__Exercise__
Lay out each line of the records below as a numbered list, leaving out any blank lines.

************

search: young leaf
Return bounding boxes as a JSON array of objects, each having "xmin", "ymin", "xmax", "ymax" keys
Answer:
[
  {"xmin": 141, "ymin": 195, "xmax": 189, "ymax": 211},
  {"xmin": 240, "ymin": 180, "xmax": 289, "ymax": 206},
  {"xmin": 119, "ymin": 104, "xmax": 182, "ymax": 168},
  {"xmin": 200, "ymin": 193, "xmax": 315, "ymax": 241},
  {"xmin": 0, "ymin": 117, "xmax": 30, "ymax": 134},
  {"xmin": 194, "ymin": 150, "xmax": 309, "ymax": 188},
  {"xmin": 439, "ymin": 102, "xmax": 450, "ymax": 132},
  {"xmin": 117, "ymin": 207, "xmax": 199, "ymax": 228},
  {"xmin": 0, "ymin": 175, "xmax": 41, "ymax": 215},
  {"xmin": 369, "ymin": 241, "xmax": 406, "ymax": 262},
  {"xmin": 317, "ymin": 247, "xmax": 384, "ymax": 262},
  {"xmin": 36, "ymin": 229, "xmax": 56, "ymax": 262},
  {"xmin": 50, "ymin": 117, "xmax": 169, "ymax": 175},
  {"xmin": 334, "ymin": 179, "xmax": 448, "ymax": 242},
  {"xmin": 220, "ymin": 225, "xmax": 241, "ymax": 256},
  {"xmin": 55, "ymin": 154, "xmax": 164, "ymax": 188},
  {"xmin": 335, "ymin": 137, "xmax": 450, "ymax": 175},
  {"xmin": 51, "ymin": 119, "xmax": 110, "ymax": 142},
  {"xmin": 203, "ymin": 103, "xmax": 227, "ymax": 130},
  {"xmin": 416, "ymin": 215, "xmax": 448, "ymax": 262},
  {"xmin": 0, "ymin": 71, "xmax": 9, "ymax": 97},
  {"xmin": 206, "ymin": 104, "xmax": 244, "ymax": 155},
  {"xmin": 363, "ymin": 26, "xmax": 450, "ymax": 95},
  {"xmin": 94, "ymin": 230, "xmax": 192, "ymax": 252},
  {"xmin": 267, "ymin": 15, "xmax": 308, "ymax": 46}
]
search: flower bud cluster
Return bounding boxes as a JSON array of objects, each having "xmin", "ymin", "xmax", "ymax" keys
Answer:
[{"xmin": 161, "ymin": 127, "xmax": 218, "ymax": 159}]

************

__Correct response__
1. search: young leaf
2. Return bounding boxes as a JSON array of objects, each having "xmin", "ymin", "xmax", "ymax" keys
3. Answer:
4. [
5.   {"xmin": 141, "ymin": 195, "xmax": 189, "ymax": 211},
6.   {"xmin": 240, "ymin": 180, "xmax": 289, "ymax": 206},
7.   {"xmin": 119, "ymin": 104, "xmax": 182, "ymax": 168},
8.   {"xmin": 200, "ymin": 193, "xmax": 315, "ymax": 241},
9.   {"xmin": 0, "ymin": 117, "xmax": 30, "ymax": 134},
10.   {"xmin": 194, "ymin": 150, "xmax": 309, "ymax": 188},
11.   {"xmin": 439, "ymin": 102, "xmax": 450, "ymax": 132},
12.   {"xmin": 117, "ymin": 207, "xmax": 199, "ymax": 228},
13.   {"xmin": 0, "ymin": 175, "xmax": 41, "ymax": 215},
14.   {"xmin": 369, "ymin": 241, "xmax": 406, "ymax": 262},
15.   {"xmin": 317, "ymin": 247, "xmax": 384, "ymax": 262},
16.   {"xmin": 36, "ymin": 229, "xmax": 56, "ymax": 262},
17.   {"xmin": 50, "ymin": 117, "xmax": 169, "ymax": 175},
18.   {"xmin": 334, "ymin": 179, "xmax": 448, "ymax": 242},
19.   {"xmin": 220, "ymin": 225, "xmax": 241, "ymax": 256},
20.   {"xmin": 55, "ymin": 154, "xmax": 164, "ymax": 188},
21.   {"xmin": 335, "ymin": 137, "xmax": 450, "ymax": 175},
22.   {"xmin": 51, "ymin": 119, "xmax": 110, "ymax": 142},
23.   {"xmin": 203, "ymin": 103, "xmax": 227, "ymax": 130},
24.   {"xmin": 416, "ymin": 215, "xmax": 448, "ymax": 262},
25.   {"xmin": 0, "ymin": 71, "xmax": 9, "ymax": 97},
26.   {"xmin": 206, "ymin": 104, "xmax": 244, "ymax": 155},
27.   {"xmin": 363, "ymin": 26, "xmax": 450, "ymax": 95},
28.   {"xmin": 94, "ymin": 230, "xmax": 192, "ymax": 252},
29.   {"xmin": 267, "ymin": 15, "xmax": 308, "ymax": 46}
30. ]
31. search: flower bud cluster
32. Return bounding boxes as a JSON array of objects, each having "xmin", "ymin", "xmax", "ymax" keys
33. Answer:
34. [{"xmin": 161, "ymin": 127, "xmax": 218, "ymax": 159}]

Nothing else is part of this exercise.